** What is being asked **
According to the thread on the Heisenberg picture, why can't equation (4) be used?

** Text block **
start
Going to the Heisenberg picture, 
$$X(t) = e^{i\frac{Ht}{\hbar}}X e^{-i\frac{Ht}{\hbar}} \tag{2.1}$$
$$P(t) = e^{i\frac{Ht}{\hbar}}P e^{-i\frac{Ht}{\hbar}} \tag{2.2}$$
it can be found that
$$X(t)=\left(X-\frac{qE_0}{m\omega^2}\cos\omega^{\prime}t\right)\cos\omega t + \frac{P}{m\omega}\sin\omega t +  \frac{qE_0}{m\omega^2}\cos\omega^{\prime}t \tag{3.1}$$
$$P(t)= -m\omega\left(X-\frac{qE_0}{m\omega^2}\sin\omega^{\prime}t\right)\cos\omega t + P \cos\omega t \tag{3.2}$$
with the identity
$$e^{i\frac{Ht}{\hbar}}O e^{-i\frac{Ht}{\hbar}}=O + \left(\frac{it}{\hbar}\right)[H,O]+ \frac{1}{2!}\left(\frac{it}{\hbar}\right)^2[H,[H,O]]+\cdots \tag{4}$$
Eq.(3.1) has no free parameter left, how can I solve for X(t) from the initial condition?
Also, I tried to check if my result satisfy Heisenberg equation of motion:
$$\frac{dO_H(t)}{dt} = \frac{i}{\hbar}[H_H(t),O_H(t)]\tag{5}$$
and got
$$\frac{dX(t)}{dt} = \frac{i}{\hbar}[H_H(t),O_H(t)]=\frac{P(t)}{m} \tag{6.1}$$
$$\frac{dP(t)}{dt} =\frac{i}{\hbar}[H_H(t),P_H(t)]= - m \omega^2\left(X - \frac{qE_0}{m\omega^2}\cos(\omega^{\prime}t)\right)\tag{6.2}$$
Plugging eq.(3.2) into eq.(6.1) does not give the time derivative version of eq.(3.1).
I can't find what's the problem in the above analysis.
 A: Everything else is correct except equations (2.1) to (3.2). Equation (4) cannot be used to since the Hamiltonian is time dependent. What you have to do is take the derivative of (6.1) and substitute equation (6.2). By doing this you will get
$$\frac{d^2X(t)}{dt^2}+\omega^2X(t)=\frac{qE_0}{m}\cos{\omega't}$$
I have solved this equation by assuming $\omega=\omega'=q=E_0=m=1$ and $X(0)=1,\dot{X}(0)=0$ for simplicity and got the result as
$$X(t)=\frac{1}{4}(2\cos^3t+2\cos t+2t\sin t+\sin{2t}\sin{t})$$
On simplifying one gets
$$X(t)=\frac{1}{2}t\sin{t}+\cos{t}$$
Hope this helps.
end
[Stored data]
start
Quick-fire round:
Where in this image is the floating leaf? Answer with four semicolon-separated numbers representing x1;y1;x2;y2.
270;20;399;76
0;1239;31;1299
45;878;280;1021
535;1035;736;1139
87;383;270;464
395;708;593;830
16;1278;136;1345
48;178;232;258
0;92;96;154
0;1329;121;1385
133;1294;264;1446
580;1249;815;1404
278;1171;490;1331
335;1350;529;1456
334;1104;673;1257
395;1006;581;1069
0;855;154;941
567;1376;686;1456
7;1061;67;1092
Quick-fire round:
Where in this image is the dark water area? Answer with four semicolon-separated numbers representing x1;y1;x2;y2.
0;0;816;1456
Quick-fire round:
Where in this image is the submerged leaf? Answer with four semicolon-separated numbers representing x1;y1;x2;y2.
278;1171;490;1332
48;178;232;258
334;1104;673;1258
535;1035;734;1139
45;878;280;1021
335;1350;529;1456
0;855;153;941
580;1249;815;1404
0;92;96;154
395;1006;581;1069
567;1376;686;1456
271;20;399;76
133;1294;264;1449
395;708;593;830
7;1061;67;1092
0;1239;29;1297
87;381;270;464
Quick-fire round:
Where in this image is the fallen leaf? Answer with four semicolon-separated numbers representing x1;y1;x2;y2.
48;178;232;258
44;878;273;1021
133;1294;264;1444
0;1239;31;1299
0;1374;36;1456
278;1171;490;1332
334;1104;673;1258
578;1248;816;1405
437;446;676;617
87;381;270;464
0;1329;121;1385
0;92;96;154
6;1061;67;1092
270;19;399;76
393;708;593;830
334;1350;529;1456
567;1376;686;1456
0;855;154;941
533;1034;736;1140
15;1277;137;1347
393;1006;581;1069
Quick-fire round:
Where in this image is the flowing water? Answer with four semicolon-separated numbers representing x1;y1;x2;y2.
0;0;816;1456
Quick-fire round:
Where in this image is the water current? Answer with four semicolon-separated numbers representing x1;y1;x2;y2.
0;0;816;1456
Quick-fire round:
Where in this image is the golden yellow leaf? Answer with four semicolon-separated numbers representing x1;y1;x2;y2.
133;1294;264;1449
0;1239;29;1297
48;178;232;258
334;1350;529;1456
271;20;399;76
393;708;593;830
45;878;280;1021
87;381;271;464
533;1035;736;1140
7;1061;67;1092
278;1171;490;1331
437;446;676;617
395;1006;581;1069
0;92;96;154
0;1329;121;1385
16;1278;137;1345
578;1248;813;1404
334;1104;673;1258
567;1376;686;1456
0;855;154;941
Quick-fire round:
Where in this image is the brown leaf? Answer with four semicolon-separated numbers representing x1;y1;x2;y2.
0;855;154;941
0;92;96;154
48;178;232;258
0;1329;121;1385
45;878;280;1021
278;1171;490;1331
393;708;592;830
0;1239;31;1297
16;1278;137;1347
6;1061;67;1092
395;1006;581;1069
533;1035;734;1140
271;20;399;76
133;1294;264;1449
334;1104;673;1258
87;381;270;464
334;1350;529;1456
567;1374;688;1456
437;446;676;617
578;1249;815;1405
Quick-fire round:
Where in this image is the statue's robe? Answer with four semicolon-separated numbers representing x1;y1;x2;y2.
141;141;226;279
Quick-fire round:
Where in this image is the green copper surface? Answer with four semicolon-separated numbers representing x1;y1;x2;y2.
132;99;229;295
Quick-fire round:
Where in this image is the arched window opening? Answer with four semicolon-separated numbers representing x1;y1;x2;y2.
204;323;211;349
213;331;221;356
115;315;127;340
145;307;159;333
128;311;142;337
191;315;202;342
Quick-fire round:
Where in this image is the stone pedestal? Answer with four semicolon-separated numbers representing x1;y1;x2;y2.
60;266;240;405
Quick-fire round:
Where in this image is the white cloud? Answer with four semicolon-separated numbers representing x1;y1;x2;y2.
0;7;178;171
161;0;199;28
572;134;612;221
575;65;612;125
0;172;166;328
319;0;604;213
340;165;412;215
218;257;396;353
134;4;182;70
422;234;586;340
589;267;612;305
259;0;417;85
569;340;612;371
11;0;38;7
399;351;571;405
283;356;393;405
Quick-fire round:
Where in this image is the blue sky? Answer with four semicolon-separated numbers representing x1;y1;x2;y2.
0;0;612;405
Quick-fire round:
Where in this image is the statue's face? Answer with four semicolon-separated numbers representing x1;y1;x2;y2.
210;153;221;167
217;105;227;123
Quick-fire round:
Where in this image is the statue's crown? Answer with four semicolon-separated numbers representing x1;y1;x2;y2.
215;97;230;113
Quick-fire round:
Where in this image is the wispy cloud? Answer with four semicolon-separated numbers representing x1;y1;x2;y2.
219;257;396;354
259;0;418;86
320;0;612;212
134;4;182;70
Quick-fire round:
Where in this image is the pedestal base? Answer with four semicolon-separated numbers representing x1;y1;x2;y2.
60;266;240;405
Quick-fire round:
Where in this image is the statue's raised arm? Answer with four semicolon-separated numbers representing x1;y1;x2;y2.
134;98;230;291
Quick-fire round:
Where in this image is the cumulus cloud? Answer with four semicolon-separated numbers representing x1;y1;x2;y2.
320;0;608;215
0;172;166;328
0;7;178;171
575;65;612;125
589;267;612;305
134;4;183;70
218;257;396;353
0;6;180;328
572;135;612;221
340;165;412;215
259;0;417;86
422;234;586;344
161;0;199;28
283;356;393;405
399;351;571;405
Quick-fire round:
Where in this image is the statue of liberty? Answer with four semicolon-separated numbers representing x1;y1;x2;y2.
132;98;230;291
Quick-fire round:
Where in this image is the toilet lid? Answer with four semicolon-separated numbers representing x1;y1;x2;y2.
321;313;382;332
end
** Reply **
Because the Hamiltonian is time dependent.